> [EXCERPT PROVIDED]:
___

Several factors lead to a declining birth rate including men of reproductive age being “taken away” from family life, according to Salavat Abylkalikov, a senior lecturer at the Institute of Demographics at the Higher School of Economics. There are also losses due to people leaving the country. However, the most important factor is people deciding to postpone having children until things are better — meaning many births will never take place.
There are even suggestions that the total fertility rate will drop to the level of the late 1990s.
Demographer Igor Yefremov estimates an imminent decline in the total fertility rate to 1.3, and then to 1.2 per woman. That compares with 1.5 last year. That will bring the number of births next year down to 1.2 million (last year there were 1.4 million).
25 million people without Instagram
The past year has seen Russia blocking websites on an unprecedented scale. Just three weeks after the start of the war, communications watchdog Roskomnadzor — which has evolved into a sort of censorship agency — started restricting access to photo sharing social media site Instagram (at that time the second most popular social network in Russia). Within a week, the courts listed the platform’s owners, Meta, as an “extremist organization.”

___

> [ACTIVITY LIST]:
(a) Using the text on Russia's birth rate and website blocking, answer each question:
(i) What was the total fertility rate per woman last year?
(ii) Which photo sharing site did Roskomnadzor start restricting three weeks after the war began?
(iii) How many births were there last year?
(b) For each statement, decide whether the text on Russia's birth rate and website blocking supports it. Answer yes or no and quote the words that decide it.
(i) Igor Yefremov expects the total fertility rate to fall to 1.3 and then to 1.2 per woman.
(ii) When restrictions began, Instagram was the most popular social network in Russia.
(iii) Salavat Abylkalikov names people leaving the country as the most important factor.
(c) Pick up the text on Russia's birth rate and website blocking from its last sentence and keep writing.
The material that comes next has no connection to the text on Russia's birth rate and website blocking.

> [STORED DATA]:

___

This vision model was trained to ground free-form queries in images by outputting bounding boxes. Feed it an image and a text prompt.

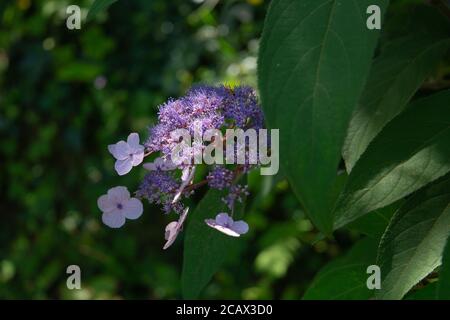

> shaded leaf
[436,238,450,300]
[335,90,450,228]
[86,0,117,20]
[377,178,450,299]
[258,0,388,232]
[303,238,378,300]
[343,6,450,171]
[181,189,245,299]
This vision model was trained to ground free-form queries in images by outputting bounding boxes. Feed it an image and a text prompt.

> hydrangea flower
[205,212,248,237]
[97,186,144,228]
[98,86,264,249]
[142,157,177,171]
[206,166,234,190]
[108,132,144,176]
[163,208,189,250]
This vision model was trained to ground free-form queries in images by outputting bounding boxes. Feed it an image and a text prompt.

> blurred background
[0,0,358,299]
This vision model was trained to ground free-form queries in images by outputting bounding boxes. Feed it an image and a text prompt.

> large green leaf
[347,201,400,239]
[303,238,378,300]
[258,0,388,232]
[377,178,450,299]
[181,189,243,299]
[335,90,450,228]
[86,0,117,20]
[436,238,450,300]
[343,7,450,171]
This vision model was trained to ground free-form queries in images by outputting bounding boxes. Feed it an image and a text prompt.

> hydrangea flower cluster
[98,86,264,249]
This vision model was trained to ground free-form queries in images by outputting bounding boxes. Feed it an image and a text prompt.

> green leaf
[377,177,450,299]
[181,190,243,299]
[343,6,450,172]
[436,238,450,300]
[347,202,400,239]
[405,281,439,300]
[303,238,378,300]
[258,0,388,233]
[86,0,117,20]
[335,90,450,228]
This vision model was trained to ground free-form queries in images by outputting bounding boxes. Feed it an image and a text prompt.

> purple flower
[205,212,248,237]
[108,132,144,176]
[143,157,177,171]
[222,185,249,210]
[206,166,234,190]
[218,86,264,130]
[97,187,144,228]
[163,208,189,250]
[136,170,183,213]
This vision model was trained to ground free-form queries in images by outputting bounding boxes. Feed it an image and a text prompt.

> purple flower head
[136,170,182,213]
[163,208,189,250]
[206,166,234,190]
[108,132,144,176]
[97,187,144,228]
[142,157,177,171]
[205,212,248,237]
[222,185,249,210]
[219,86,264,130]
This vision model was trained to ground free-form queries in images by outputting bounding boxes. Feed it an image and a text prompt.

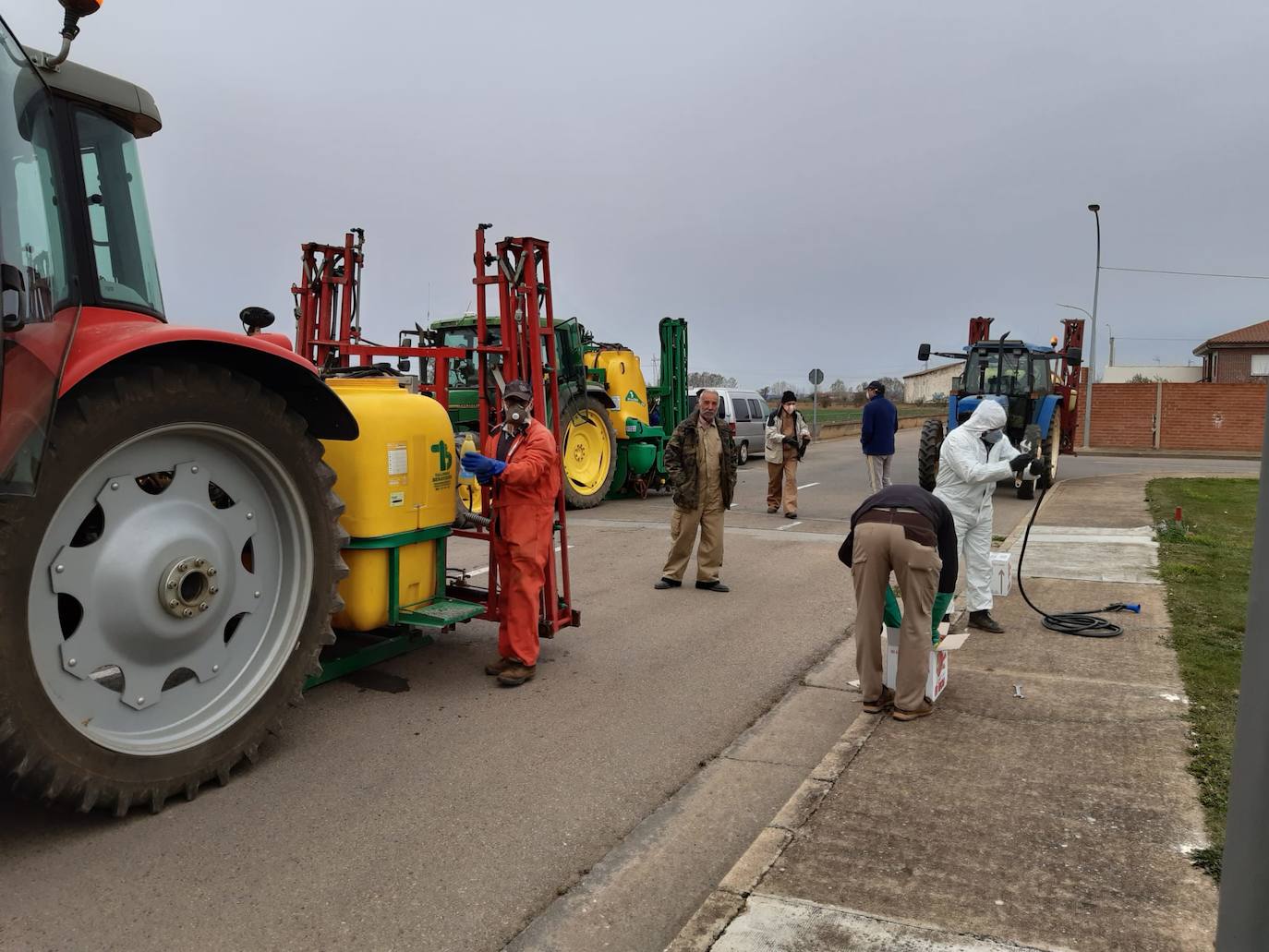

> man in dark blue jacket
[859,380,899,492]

___

> [EXPECTED RESPONSES]:
(a)
(i) 1.5
(ii) Instagram
(iii) 1.4 million

(b)
(i) Yes: "Demographer Igor Yefremov estimates an imminent decline in the total fertility rate to 1.3, and then to 1.2 per woman."
(ii) No: "at that time the second most popular social network in Russia"
(iii) No: "the most important factor is people deciding to postpone having children until things are better"

(c)
At first it seemed that this cyber-blockade would do little to undermine Instagram’s position. After all, a similar ban on Telegram a few years earlier did little to affect the messenger’s audience. This time, though, the blockade was far more successful. According to Mediascope, 32 million people a day were using Instagram at the end of February. By early April, that had halved, and by early December the numbers dropped to just 7 million. An average user now spends 15 minutes a day on the site, compared with a pre-war 41 minutes.
The main reason for the dramatic decline is the more effective blocking mechanisms available to the authorities that have followed a law “on sovereign Russian internet”. That law forced providers to install special devices to control traffic, making blocking far more effective. They also enable the state to block VPN services. Despite this, between March and July, 2022, Russia was second in the world for VPN downloads.
We don’t know what will happen to Russia’s internet next year, but indications are not encouraging. So far, Russia’s authorities have shied away from the most radical step — a block on YouTube. Banning YouTube would “trigger another wave of interest in mechanisms to get round the block” and “greatly increase the load on Russian services that are barely ready to cope,” said parliamentary deputy Anton Gorelkin who has been at the forefront of legislative restrictions on the internet. Gorelkin added that YouTube, like any bad habit, should be suppressed gradually.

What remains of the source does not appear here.